### EXERCISE:
Pull out every line below that contains the string "Target", with case counting, and copy each one in full.

### SUPPLIED RECORDS:

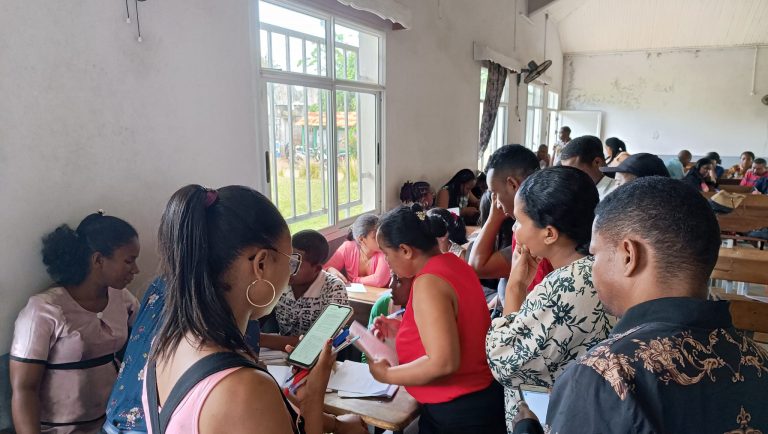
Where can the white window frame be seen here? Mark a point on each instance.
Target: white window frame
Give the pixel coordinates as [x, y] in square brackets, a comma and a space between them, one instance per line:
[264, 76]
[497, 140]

--

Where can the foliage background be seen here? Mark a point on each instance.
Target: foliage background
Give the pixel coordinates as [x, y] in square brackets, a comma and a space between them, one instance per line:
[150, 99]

### FULL RESPONSE:
Target: white window frame
Target: foliage background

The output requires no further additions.